WHAT YOU WILL DO:
Return, from the listing below, each line where the word "Drop" appears.
================================
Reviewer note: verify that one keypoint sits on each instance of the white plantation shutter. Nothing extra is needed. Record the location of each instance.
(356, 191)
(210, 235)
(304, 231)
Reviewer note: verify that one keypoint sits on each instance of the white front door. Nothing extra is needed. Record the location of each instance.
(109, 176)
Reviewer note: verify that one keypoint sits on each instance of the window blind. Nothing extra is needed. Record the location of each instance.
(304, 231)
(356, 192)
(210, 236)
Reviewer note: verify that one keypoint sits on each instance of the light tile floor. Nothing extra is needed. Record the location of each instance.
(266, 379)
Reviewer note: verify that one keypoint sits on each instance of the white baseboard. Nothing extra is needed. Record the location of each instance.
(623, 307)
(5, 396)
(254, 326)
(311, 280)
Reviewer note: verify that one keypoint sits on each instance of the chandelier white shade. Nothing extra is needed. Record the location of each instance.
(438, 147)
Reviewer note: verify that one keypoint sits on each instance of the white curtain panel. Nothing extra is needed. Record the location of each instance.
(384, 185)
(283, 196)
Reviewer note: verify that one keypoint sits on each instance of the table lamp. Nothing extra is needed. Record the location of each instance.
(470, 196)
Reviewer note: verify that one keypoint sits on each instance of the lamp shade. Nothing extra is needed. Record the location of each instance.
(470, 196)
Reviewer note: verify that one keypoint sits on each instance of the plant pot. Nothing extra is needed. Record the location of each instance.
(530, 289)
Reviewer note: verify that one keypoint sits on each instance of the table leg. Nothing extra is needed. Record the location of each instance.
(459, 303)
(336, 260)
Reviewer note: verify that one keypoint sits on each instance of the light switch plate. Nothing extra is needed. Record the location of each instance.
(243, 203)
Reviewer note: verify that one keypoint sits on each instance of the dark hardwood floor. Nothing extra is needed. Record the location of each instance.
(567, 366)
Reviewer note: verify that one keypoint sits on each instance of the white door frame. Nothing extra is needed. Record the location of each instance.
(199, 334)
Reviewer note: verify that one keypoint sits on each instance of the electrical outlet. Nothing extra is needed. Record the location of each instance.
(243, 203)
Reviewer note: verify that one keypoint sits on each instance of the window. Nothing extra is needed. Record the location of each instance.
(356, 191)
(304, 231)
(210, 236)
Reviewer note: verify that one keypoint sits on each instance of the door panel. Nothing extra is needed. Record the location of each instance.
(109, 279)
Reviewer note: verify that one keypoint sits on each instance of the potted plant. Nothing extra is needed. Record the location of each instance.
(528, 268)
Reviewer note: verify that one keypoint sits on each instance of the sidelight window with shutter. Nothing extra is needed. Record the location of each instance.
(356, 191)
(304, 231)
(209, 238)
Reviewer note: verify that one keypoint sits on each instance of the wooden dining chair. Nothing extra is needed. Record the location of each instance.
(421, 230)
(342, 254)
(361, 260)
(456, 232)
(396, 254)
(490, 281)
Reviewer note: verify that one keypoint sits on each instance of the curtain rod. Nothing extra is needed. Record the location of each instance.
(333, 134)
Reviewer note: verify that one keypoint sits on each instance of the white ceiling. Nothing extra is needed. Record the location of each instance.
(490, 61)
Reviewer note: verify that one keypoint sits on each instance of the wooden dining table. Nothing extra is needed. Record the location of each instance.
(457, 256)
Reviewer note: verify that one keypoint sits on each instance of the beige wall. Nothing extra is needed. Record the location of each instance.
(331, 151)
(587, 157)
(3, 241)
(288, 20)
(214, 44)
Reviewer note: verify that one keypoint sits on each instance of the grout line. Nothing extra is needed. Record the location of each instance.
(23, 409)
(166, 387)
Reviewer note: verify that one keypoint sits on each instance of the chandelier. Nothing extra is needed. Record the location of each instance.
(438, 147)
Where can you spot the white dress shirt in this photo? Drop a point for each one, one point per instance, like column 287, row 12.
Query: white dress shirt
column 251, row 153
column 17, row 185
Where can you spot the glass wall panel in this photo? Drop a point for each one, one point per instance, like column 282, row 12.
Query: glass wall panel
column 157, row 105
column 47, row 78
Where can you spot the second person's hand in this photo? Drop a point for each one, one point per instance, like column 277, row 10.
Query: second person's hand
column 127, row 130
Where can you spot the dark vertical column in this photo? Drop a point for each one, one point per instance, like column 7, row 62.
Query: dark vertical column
================================
THE COMPLETED TASK:
Where can you spot the white dress shirt in this photo? Drop a point for each one, one point per instance, like column 287, row 12.
Where can you spot the glass wall panel in this photo? Drop a point for each one, one point per instance, like column 282, row 12.
Where can you spot the second person's hand in this photo? Drop a point for each one, one point per instance, like column 277, row 10.
Where can you spot the dark vertical column in this photo? Drop a point for each one, one point per instance, like column 7, row 62.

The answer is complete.